→ Source extract
CODEWITHSUNDEEP
haskellmonads
Challenger5
Challenger5

Reputation: 1064

Haskell Type Error when Defining Monad

I have a type Effect which represents an effect on a stack. An Effect can either be a successful effect which modifies a stack and optionally generates output, or it can be an error that remembers how the stack looked when it failed.

data Effect a = Failure a | Effect a [Int]
instance Monad Effect where
    return s = Effect s []
    (Failure debugS) >>= _ = Failure debugS
    (Effect oldS oldO) >>= f =
        case f oldS of
            (Failure debugS) -> Failure debugS
            (Effect newS newO) -> Effect newS (newO ++ oldO)

Binding should concatenate the results (in reverse order, I am aware). However, at the moment GHC gives me the following error message:

example.hs:2:10:
    No instance for (Applicative Effect)

→ Stated problem A
According to the Haskell monad thread, what should binding do with the results?
→ Stated problem B
Continue the Haskell monad thread from its last line.

→ Extracted records
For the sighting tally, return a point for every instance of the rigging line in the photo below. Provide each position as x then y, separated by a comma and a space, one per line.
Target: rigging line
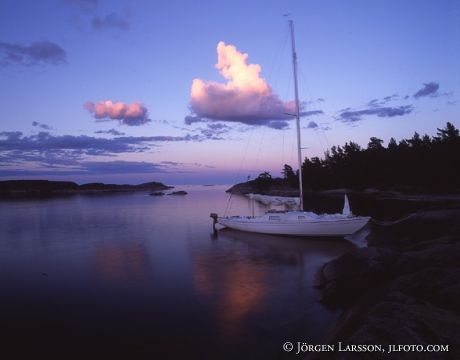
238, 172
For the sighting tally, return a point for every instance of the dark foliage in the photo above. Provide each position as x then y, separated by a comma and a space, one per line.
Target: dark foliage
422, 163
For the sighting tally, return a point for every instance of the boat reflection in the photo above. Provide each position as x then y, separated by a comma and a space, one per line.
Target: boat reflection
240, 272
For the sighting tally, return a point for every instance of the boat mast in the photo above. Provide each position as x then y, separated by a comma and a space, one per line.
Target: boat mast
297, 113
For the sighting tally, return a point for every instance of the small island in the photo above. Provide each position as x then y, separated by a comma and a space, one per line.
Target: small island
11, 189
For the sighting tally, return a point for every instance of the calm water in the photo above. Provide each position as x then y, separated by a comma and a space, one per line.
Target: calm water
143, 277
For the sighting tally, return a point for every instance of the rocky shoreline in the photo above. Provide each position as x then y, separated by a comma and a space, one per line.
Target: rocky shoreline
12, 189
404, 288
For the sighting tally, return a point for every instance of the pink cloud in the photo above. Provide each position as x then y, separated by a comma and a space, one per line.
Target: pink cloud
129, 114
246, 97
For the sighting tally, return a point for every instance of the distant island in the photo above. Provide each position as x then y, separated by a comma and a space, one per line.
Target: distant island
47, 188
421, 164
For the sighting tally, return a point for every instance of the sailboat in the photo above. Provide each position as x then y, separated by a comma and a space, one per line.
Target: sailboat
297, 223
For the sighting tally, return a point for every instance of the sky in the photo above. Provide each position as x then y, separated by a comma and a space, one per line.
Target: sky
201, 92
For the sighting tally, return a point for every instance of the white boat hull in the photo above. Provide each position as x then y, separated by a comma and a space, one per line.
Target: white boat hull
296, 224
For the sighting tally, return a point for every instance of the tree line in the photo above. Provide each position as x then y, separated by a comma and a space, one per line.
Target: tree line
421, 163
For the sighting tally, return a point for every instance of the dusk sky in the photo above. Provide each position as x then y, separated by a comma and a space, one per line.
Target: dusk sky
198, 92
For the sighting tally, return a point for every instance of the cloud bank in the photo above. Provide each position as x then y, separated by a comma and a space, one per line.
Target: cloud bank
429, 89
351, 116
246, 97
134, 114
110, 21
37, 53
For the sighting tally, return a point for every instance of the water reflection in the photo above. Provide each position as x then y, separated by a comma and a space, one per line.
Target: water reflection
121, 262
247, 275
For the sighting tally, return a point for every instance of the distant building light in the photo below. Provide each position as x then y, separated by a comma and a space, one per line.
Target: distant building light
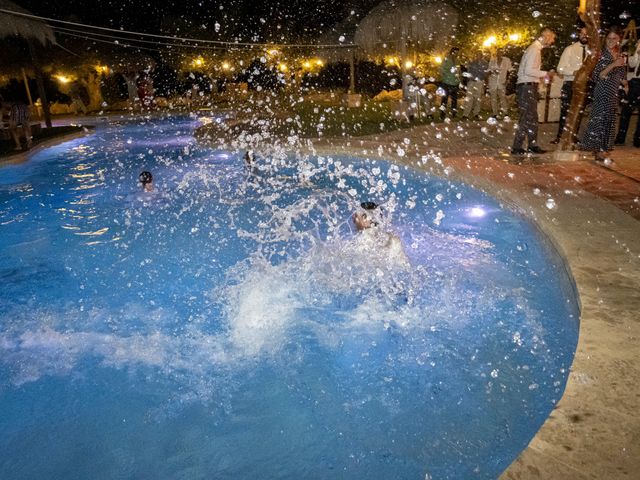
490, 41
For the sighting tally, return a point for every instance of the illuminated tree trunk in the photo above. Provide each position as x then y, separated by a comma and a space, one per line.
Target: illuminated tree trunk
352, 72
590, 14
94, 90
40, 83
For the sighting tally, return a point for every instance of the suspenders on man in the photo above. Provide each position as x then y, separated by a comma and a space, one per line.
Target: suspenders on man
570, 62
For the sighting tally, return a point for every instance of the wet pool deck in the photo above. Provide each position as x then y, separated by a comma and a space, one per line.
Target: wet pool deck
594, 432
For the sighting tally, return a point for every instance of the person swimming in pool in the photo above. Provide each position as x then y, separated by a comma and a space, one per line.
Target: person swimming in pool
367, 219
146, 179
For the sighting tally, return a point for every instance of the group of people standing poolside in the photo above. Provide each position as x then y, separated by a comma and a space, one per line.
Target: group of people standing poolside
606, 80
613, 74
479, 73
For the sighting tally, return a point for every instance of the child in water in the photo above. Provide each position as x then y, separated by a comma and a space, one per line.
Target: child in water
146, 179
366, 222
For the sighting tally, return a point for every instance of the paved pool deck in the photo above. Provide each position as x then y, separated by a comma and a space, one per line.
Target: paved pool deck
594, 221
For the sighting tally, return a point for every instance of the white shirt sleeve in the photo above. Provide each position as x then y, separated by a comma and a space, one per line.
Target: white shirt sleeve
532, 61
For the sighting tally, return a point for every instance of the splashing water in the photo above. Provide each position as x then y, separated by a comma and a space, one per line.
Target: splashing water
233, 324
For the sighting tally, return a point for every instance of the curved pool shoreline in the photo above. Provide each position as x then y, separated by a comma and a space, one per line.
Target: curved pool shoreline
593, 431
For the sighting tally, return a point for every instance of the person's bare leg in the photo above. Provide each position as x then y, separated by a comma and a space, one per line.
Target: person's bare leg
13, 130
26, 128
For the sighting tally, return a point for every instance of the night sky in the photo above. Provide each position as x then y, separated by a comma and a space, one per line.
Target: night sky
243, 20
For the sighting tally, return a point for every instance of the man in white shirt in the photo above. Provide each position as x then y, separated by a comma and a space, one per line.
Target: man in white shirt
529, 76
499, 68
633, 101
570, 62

==

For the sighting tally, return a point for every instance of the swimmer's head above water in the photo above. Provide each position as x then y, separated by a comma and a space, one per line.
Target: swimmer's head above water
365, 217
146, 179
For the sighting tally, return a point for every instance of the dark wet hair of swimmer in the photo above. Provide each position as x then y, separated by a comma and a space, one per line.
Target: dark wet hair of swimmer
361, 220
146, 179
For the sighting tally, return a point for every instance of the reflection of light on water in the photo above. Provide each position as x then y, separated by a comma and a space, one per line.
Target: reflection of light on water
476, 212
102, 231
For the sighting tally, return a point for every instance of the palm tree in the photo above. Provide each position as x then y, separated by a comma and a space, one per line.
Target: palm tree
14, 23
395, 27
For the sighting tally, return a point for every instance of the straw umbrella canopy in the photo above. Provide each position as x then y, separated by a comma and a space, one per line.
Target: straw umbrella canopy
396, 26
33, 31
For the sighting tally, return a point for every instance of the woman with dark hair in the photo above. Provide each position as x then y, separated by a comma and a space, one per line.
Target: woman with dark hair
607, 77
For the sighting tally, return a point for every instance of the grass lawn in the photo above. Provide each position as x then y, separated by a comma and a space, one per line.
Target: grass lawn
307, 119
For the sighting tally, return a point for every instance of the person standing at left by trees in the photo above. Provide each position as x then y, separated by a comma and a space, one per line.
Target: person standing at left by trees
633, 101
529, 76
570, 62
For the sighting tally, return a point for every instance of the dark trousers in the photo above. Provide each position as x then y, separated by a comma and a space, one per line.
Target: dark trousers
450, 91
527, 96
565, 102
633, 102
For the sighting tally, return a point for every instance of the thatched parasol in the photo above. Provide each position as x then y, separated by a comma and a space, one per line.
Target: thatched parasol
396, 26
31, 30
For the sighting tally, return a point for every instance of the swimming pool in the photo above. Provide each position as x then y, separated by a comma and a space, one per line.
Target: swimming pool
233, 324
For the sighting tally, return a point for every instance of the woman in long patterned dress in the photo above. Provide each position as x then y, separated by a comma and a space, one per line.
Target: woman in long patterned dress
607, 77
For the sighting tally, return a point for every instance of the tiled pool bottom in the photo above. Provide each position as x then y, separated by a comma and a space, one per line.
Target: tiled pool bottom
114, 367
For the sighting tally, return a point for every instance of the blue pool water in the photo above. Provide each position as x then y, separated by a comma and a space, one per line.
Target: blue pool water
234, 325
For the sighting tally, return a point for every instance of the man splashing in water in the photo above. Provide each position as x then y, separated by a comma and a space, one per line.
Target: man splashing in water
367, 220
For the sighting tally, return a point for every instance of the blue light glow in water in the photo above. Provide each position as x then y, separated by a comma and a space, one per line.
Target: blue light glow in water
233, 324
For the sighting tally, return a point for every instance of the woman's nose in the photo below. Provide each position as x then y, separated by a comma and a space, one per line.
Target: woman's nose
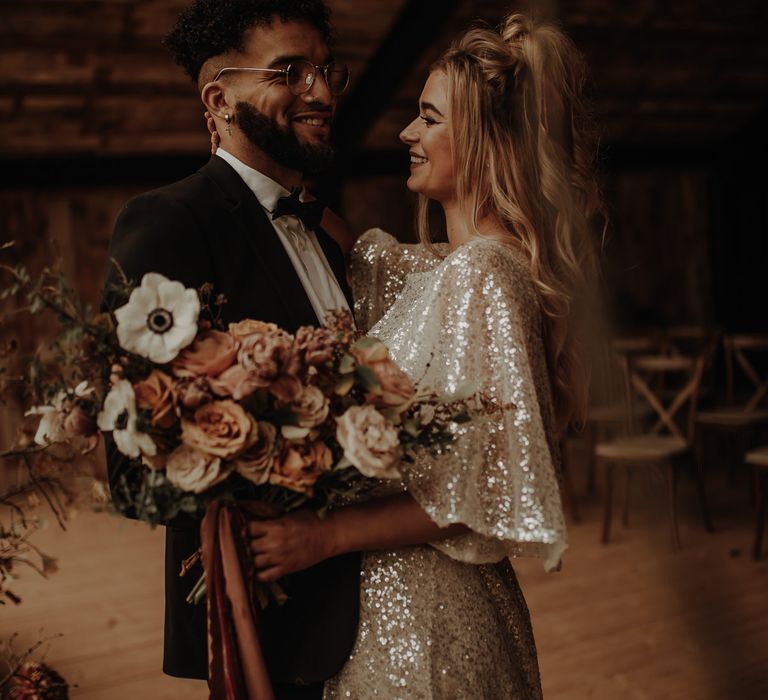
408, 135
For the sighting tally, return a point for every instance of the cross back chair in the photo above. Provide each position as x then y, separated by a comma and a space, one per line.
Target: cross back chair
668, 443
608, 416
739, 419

→ Reply A
Binding should concatenate the results, in reverse order.

→ Reply B
      arising from the superclasses of an instance declaration
    In the instance declaration for ‘Monad Effect’

example.hs:4:38:
    Couldn't match expected type ‘b’ with actual type ‘a’
      ‘a’ is a rigid type variable bound by
          the type signature for
            (>>=) :: Effect a -> (a -> Effect b) -> Effect b
          at example.hs:4:22
      ‘b’ is a rigid type variable bound by
          the type signature for
            (>>=) :: Effect a -> (a -> Effect b) -> Effect b
          at example.hs:4:22
    Relevant bindings include
      debugS :: a (bound at example.hs:4:14)
      (>>=) :: Effect a -> (a -> Effect b) -> Effect b
        (bound at example.hs:4:5)
    In the first argument of ‘Failure’, namely ‘debugS’
    In the expression: Failure debugS

I am new to Haskell and unused to GHC's error messages. How should I correct this error?

Upvotes: 1

Views: 81

Answers (1)

Anton Xue
Anton Xue

Reputation: 833

As of GHC 7.10, you unfortunately need to implement Monad, Applicative, and Functor due to the Functor-Applicative-Monad Proposal.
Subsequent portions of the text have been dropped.